* Text provided
------------
In the summer split, the team acquired Mithy as an assistant coach, where they placed third with a 5–2 record. The team dominated playoffs, winning their first-ever LCS title after defeating Team Liquid 3–1. This qualified them for the 2024 World Championship, where they finished 5th-8th after losing a close 2–3 series to Gen.G. This result made them the best Western team of 2024.

For the 2025 Season, Bwipo remained with FlyQuest while the LCS merged with the CBLOL and the LLA to create the League of The Americas (LTA). In Split 1, the team placed 3rd-4th after losing to 100 Thieves.

In Split 2, the team signed İbrahim "Gakgos" Samet Bulut as a rookie substitute toplaner for Bwipo to coach. The team went on to beat Cloud9 3–2 to become LTA North Champions. This result qualified them to the 2025 Mid-Season Invitational, where they placed 5th-6th after being eliminated by Bilibili Gaming 3–2.

In Split 3, FlyQuest went on to finish the Pick and Play phase with a 6–0 game record, where they would quickly advance through playoffs to reach the North Conference Finals, where they would beat 100 Thieves 3–1 to win the LTA North Conference. Bwipo was named the finals MVP, and winning the LTA North qualified FlyQuest to the LTA Regional Championship as the #1 seed, guaranteeing them a spot at the 2025 League of Legends World Championship. Bwipo would be suspended for the first series of the LTA Regional Championship against Vivo Keyd Stars after he made comments on one of his Twitch livestreams regarding women in esports, stating "when a woman is on the wrong part of the month, just, playing competitively, there is a time of the month where you should not be fucking playing competitive games as a woman, in my opinion." These comments would also leave him out of the music video for the World Championship anthem "Sacrifice". FlyQuest would beat Vivo Keyd Stars in the upper bracket final 3-0 with Gakgos filling in and then again the grand final rematch 3-1 at full strength, winning FlyQuest their first (and only) LTA title. Bwipo would be named in the LTA North All-Pro first team for the season.

At the 2025 World Championship, FlyQuest would finish 2-3 in the Swiss stage, losing to G2 in the 2-1 round before being eliminated to CTBC Flying Oyster of the League of Legends Championship Pacific in the 2-2 decider match.

=== 2026 ===
Following his release from FlyQuest, Bwipo would sign with "Witchcraft", a team made up of ex-Los Ratones members including Veljko "Velja" Čamdžić, Tim "Nemesis" Lipovšek, Juš "Crownie" Marušič and Carl Martin Erik "Rekkles" Larsson, for the 2026 EMEA Masters Winter Split. Witchcraft were invited to EMEA Masters as Los Ratones competed in the LEC Versus tournament, but failed to qualify for the playoffs and later disbanded. The team would fail to make it out of the group stage after losing to G2 NORD in their group final. He would join Rift Legends team Forsaken as a substitute jungler for the EMEA Masters Spring Split in cases where Enes "XnS" Hansu could not play; the team finished 3rd in their group and failed to advance to playoffs.

On 9 July 2026, Bwipo would be announced as the new toplaner for Estral Esports heading into the second split of the Circuito Desafiante, the second tier league in Brazil that sits below the Campeonato Brasileiro de League of Legends (CBLOL).

== Content career ==

=== Twitch ===
Bwipo is a part-time live-streamer on Twitch where he plays League of Legends, most frequently solo queue on the North American ladder. In 2024, he had an average per-stream viewership of 3,321 viewers with a peak viewership of 13,995 viewers. As of September 2025, he is the most watched active Tier 1 League of Legends player on Twitch.

=== YouTube ===
Bwipo has two YouTube channels. His main channel features edited highlights of his solo queue League of Legends Twitch streams, while his VOD channel features full unedited gameplay. As of September 2025, his main channel averages 24,200 views across 124 videos. Bwipo has also been featured heavily on FlyQuest, Team Liquid and Fnatic's YouTube channels.
------------
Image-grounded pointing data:
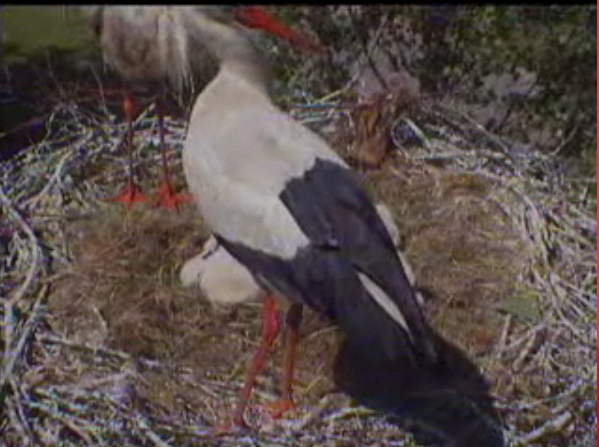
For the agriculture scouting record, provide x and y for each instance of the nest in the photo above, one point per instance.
(102, 346)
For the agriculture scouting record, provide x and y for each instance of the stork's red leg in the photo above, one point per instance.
(293, 320)
(271, 326)
(132, 193)
(168, 198)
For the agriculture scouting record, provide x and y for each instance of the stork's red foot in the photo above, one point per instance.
(131, 195)
(169, 199)
(278, 408)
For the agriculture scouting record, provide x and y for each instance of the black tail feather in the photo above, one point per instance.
(446, 405)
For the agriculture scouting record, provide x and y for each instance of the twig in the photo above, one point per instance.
(553, 426)
(12, 354)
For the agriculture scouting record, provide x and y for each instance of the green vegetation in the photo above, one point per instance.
(27, 30)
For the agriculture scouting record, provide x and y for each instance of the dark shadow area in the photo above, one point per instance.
(445, 406)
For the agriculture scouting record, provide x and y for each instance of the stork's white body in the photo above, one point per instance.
(240, 152)
(285, 205)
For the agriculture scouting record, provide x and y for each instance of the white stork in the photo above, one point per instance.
(135, 43)
(287, 207)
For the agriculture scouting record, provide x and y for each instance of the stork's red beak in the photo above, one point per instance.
(257, 17)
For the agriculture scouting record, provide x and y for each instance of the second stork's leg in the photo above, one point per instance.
(293, 320)
(132, 193)
(168, 198)
(270, 330)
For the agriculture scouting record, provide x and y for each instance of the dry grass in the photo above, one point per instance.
(103, 347)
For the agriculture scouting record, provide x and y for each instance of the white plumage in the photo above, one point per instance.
(285, 206)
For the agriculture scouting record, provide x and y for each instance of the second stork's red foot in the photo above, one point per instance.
(131, 195)
(169, 199)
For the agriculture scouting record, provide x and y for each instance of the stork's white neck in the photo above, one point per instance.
------------
* Problem set
(a) Answer these questions about the Bwipo text:
(i) Which team did FlyQuest defeat 3–1 to win its first-ever LCS title?
(ii) Whom did the team sign in Split 2 as a rookie substitute toplaner?
(iii) What was Bwipo's average per-stream viewership on Twitch in 2024?
(b) Restate word for word the part of the Bwipo text that opens with the words containing "In the summer" and closes with "to 100 Thieves.".
The entries were taken from another source.

* Answers in order
(a)
(i) Team Liquid
(ii) İbrahim "Gakgos" Samet Bulut
(iii) 3,321 viewers

(b)
In the summer split, the team acquired Mithy as an assistant coach, where they placed third with a 5–2 record. The team dominated playoffs, winning their first-ever LCS title after defeating Team Liquid 3–1. This qualified them for the 2024 World Championship, where they finished 5th-8th after losing a close 2–3 series to Gen.G. This result made them the best Western team of 2024.

For the 2025 Season, Bwipo remained with FlyQuest while the LCS merged with the CBLOL and the LLA to create the League of The Americas (LTA). In Split 1, the team placed 3rd-4th after losing to 100 Thieves.